### Texto fornecido:
^^^^^^^^^^^^^^^^
Porém, todos esses sinais também podem indicar transtorno bipolar, como mostra a psiquiatra Dra. Doris Moreno, pesquisadora da USP, em um dos vídeos de divulgação científica sobre o tema.
Quando os sintomas são avaliados de forma isolada, a chance de erro é enorme. E, no caso de uma medicação errada, as consequências podem ser sérias, piorando muito a qualidade de vida do paciente.
O diagnóstico psiquiátrico é um dos maiores desafios da medicina.
Por isso, a pesquisa é fundamental. A USP tem se destacado nesse campo, especialmente com o trabalho da Dra. Doris Moreno, que lidera estudos sobre o transtorno bipolar e suas manifestações clínicas.
O que diferencia pesquisadores como ela dos criadores de conteúdo sensacionalistas é justamente o compromisso com o método científico e com a profundidade.
A ciência não busca respostas rápidas, busca compreensão real. E compreender leva tempo, exige estudo, paciência e disposição para lidar com a complexidade da mente humana.
Receber um diagnóstico nem sempre traz alívio, às vezes é indigesto e desafiador.
^^^^^^^^^^^^^^^^
### Dados de origem:

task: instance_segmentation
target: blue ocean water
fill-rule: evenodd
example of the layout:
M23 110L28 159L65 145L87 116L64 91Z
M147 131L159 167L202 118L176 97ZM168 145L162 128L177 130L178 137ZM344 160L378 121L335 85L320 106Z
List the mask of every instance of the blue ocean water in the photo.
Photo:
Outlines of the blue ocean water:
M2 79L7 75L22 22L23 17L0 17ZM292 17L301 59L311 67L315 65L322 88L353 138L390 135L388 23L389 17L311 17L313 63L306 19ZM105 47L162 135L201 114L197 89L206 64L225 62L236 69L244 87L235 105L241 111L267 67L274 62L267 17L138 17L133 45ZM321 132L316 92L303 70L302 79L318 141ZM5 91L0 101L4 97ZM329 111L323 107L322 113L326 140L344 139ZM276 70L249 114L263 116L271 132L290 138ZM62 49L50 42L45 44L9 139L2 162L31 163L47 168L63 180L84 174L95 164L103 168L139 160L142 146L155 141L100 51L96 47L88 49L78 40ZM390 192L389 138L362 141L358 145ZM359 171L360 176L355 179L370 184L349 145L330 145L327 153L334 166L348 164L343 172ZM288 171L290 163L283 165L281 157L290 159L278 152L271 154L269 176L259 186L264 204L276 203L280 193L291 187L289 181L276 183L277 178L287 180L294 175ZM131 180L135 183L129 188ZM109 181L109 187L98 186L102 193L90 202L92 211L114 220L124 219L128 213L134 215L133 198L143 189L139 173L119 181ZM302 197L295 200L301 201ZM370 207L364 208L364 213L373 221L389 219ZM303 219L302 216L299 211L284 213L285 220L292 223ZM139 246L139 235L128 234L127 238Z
^^^^^^^^^^^^^^^^
### Lista de tarefas:
1) No texto sobre diagnóstico psiquiátrico, o que diferencia pesquisadores como a Dra. Doris Moreno dos criadores de conteúdo sensacionalistas?
2) Estenda o texto sobre diagnóstico psiquiátrico, começando logo após a última frase apresentada.

### Respostas do exercício:
1) O compromisso com o método científico e com a profundidade.

2)
Afinal, não se trata apenas de tomar uma medicação e esperar que tudo se resolva, mas de adotar uma nova forma de viver e se conhecer profundamente, para fazer escolhas mais conscientes e menos “emocionais”.
Em todos os casos, rotina é remédio, bom sono é remédio, atividade física também é remédio.
Diagnosticar é compreender a história inteira
Por isso, o diagnóstico deve ser sempre feito por um profissional qualificado e ético, que vai analisar não apenas os sintomas, mas também o contexto de vida, o histórico familiar, o ambiente emocional e o comportamento geral da pessoa.
Trata-se de um processo complexo, que exige escuta atenta e conhecimento técnico, e não pode ser substituído por vídeos de 30 segundos.
Ser honesto ao relatar o que acontece no dia a dia, aceitar a condição com mente aberta e sem preconceito, e buscar fontes confiáveis (como artigos científicos ou vídeos de pesquisadores indicados pelo próprio especialista) são atitudes fundamentais.
Nem sempre as melhores fontes de informação são as que têm mais likes no Instagram.
Consultar um profissional qualificado é a forma mais segura, e madura, de cuidar da saúde mental.
Compreender é também saber lidar
Recentemente, ao ler o livro Princípios, de Ray Dalio, um trecho me fez refletir sobre a importância de conhecer como o cérebro humano funciona: ele relata a experiência com o filho, diagnosticado com transtorno bipolar, foram três anos de luta para compreender a condição e aprender a lidar com ela.
A partir dessa vivência, Dalio percebeu a necessidade de estudar neuropsicologia para entender melhor o funcionamento da mente e, assim, conviver de forma mais saudável com o filho, e com as pessoas em geral.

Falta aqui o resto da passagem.